[Begin]
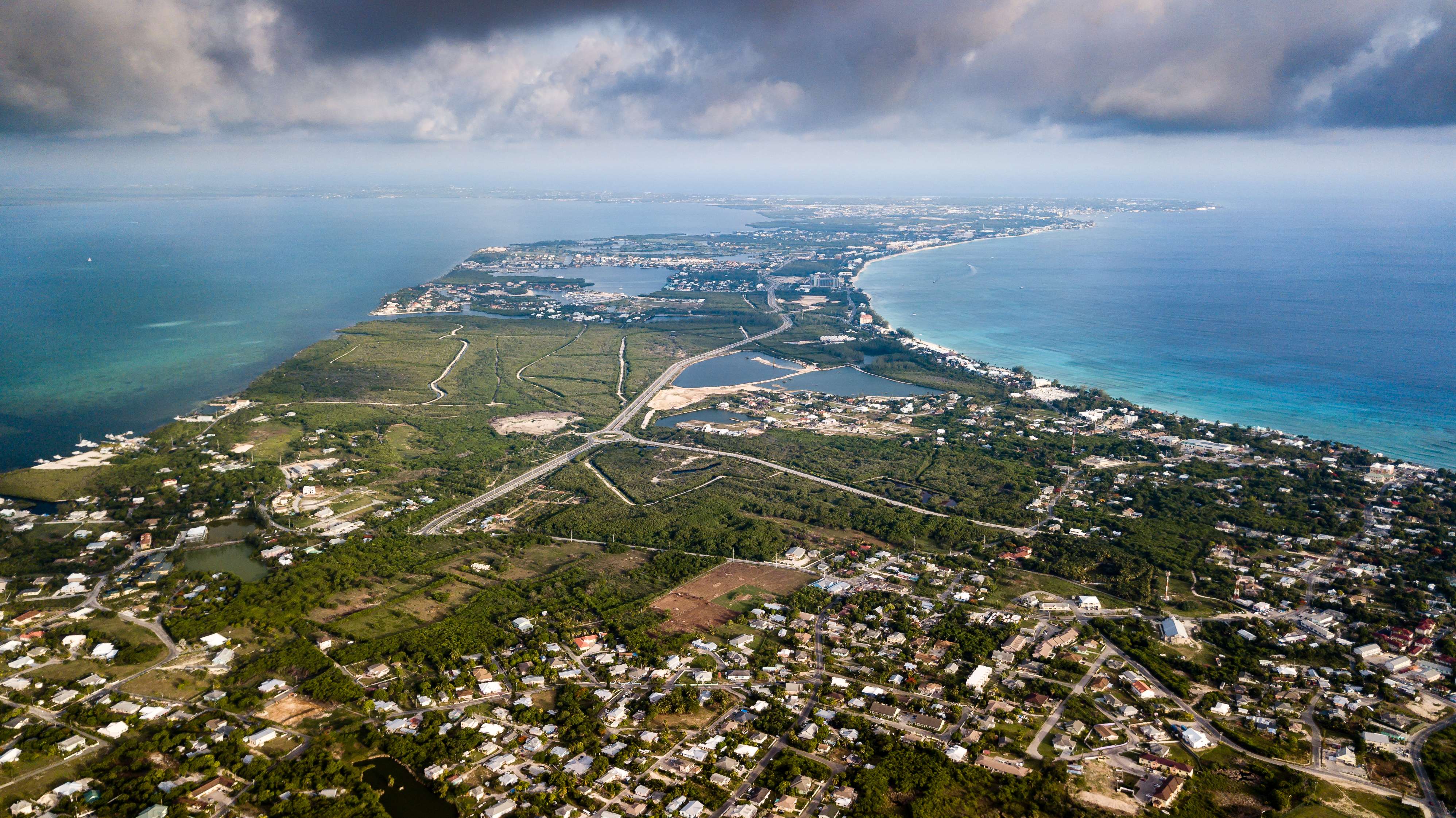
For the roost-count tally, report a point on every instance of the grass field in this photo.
(650, 475)
(51, 485)
(182, 686)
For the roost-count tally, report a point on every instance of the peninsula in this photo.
(731, 548)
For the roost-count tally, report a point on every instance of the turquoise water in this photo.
(851, 382)
(187, 300)
(734, 369)
(1334, 319)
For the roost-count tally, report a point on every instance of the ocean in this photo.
(124, 313)
(1333, 318)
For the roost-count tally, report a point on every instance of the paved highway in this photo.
(609, 434)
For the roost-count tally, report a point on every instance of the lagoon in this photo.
(851, 382)
(238, 559)
(401, 792)
(734, 369)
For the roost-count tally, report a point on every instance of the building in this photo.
(979, 678)
(998, 765)
(500, 809)
(1173, 629)
(1196, 740)
(1168, 792)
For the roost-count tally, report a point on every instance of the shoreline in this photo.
(1080, 388)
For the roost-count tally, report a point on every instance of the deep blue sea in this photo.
(187, 300)
(1334, 319)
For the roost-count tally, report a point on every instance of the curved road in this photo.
(597, 439)
(612, 433)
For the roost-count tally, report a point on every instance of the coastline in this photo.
(942, 348)
(1037, 232)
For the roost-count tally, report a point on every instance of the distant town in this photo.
(736, 548)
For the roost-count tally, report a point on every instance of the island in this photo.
(733, 548)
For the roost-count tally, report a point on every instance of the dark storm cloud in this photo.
(462, 70)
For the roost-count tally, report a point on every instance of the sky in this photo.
(909, 97)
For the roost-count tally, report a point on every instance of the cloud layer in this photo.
(471, 70)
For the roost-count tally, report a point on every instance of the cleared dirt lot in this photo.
(534, 424)
(691, 603)
(293, 709)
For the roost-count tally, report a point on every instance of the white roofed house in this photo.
(1174, 629)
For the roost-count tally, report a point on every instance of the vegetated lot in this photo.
(982, 487)
(691, 606)
(650, 475)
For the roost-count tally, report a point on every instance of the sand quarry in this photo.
(534, 424)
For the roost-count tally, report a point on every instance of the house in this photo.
(884, 711)
(934, 724)
(114, 730)
(979, 678)
(500, 809)
(1196, 740)
(1170, 790)
(1174, 629)
(261, 737)
(998, 765)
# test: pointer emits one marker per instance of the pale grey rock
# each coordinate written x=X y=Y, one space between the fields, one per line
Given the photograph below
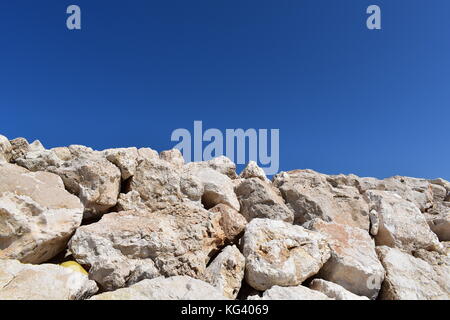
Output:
x=42 y=282
x=354 y=263
x=173 y=288
x=126 y=159
x=37 y=215
x=86 y=173
x=401 y=224
x=313 y=195
x=278 y=253
x=252 y=170
x=409 y=278
x=291 y=293
x=176 y=240
x=258 y=199
x=5 y=149
x=226 y=272
x=334 y=291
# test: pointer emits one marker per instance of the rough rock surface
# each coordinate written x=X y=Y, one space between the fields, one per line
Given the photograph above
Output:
x=44 y=282
x=259 y=199
x=313 y=195
x=37 y=215
x=278 y=253
x=334 y=291
x=226 y=272
x=126 y=247
x=85 y=172
x=291 y=293
x=354 y=263
x=401 y=224
x=409 y=278
x=173 y=288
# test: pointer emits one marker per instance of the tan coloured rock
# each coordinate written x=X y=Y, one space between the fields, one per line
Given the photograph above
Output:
x=353 y=263
x=43 y=282
x=126 y=159
x=126 y=247
x=259 y=199
x=291 y=293
x=334 y=291
x=409 y=278
x=173 y=288
x=37 y=215
x=313 y=195
x=86 y=174
x=226 y=272
x=278 y=253
x=401 y=224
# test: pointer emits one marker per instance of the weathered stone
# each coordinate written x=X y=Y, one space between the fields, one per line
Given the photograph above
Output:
x=37 y=215
x=253 y=171
x=5 y=149
x=333 y=290
x=354 y=262
x=258 y=199
x=125 y=159
x=226 y=272
x=178 y=240
x=43 y=282
x=401 y=224
x=408 y=278
x=173 y=288
x=86 y=173
x=291 y=293
x=312 y=195
x=278 y=253
x=232 y=222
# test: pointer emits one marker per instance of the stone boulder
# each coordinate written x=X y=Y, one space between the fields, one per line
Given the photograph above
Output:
x=278 y=253
x=259 y=199
x=37 y=215
x=334 y=291
x=401 y=224
x=408 y=278
x=42 y=282
x=313 y=195
x=86 y=173
x=126 y=247
x=354 y=263
x=226 y=272
x=173 y=288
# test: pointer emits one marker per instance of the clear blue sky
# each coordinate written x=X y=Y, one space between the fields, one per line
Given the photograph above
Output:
x=346 y=99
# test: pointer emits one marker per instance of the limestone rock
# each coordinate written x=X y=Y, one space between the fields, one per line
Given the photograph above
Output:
x=291 y=293
x=86 y=173
x=408 y=278
x=42 y=282
x=5 y=149
x=37 y=215
x=259 y=200
x=125 y=159
x=278 y=253
x=231 y=221
x=354 y=263
x=401 y=224
x=173 y=288
x=226 y=272
x=313 y=195
x=125 y=247
x=253 y=171
x=334 y=291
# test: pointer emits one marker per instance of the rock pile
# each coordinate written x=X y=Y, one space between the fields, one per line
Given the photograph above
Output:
x=137 y=224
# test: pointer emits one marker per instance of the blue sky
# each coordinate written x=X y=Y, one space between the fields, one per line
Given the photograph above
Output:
x=346 y=99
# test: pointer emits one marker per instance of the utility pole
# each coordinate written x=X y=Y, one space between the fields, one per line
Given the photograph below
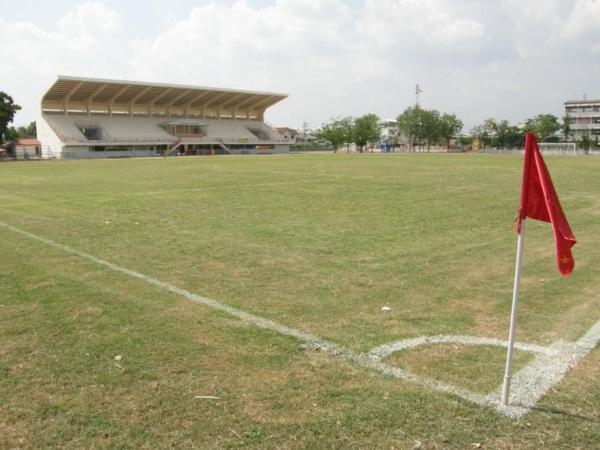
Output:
x=418 y=90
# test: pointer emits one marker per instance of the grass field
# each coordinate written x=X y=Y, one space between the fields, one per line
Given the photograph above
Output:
x=319 y=243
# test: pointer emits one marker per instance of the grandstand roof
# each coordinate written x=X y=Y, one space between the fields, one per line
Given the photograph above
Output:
x=74 y=94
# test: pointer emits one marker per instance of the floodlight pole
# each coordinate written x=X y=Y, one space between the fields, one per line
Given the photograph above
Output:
x=513 y=316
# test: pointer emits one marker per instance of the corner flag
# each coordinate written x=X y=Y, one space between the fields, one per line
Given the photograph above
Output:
x=538 y=201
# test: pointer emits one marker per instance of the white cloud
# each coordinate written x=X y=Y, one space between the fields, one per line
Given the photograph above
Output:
x=584 y=19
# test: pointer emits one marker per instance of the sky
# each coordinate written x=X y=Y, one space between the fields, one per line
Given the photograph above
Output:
x=506 y=59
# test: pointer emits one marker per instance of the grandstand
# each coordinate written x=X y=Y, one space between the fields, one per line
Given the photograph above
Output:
x=95 y=118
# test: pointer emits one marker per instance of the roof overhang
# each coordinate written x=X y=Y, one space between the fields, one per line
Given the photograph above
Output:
x=91 y=95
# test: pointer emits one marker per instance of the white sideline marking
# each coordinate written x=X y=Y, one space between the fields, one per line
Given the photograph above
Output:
x=529 y=384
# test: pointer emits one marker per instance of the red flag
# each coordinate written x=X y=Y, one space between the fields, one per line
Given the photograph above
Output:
x=539 y=201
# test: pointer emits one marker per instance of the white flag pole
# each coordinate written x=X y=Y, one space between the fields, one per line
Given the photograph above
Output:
x=513 y=316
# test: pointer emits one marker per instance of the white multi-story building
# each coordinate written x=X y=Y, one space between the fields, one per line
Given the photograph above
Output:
x=585 y=116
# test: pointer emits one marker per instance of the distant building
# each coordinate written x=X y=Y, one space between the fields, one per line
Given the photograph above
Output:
x=96 y=118
x=585 y=115
x=288 y=134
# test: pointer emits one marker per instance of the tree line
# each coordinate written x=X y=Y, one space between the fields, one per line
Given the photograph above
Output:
x=427 y=127
x=419 y=126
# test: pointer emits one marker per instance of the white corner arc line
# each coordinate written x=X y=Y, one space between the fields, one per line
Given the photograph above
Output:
x=370 y=360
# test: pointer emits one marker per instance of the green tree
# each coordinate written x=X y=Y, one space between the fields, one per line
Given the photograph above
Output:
x=11 y=134
x=28 y=131
x=412 y=123
x=508 y=136
x=431 y=126
x=337 y=132
x=544 y=126
x=366 y=130
x=8 y=108
x=449 y=126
[End]
WHAT IS EXPECTED>
Each line from the one with "white multi-story building" through the last line of the records must be written out word for word. Include nothing else.

WRITTEN RESPONSE>
# test: pointer emits one marker per instance of the white multi-story building
# each coordinate written x=X y=Y, one space between the fields, one per line
Given the photograph above
Output:
x=585 y=116
# test: pointer emits one marker per instance of the distant building
# each coordinate written x=X y=Y, one space between the fields, one per line
Given the photograph above
Output:
x=96 y=118
x=585 y=115
x=288 y=134
# test: pointer emits one marker per instance of the tree line
# each coordinate written x=X y=Y, one space between the fields, one per line
Given the photograph above
Output:
x=427 y=127
x=419 y=126
# test: pointer emits one marker per instance of the white corner arc line
# each coordinate written x=X y=Y, one space between the fields, one per line
Given the photograph above
Output:
x=370 y=360
# test: pointer emits one marker per instance of the green tree
# each coordinate written x=X y=Y, one space between the fields, one per line
Given the photograph above
Output:
x=11 y=134
x=28 y=131
x=412 y=123
x=508 y=136
x=431 y=126
x=337 y=132
x=544 y=126
x=366 y=130
x=8 y=108
x=449 y=126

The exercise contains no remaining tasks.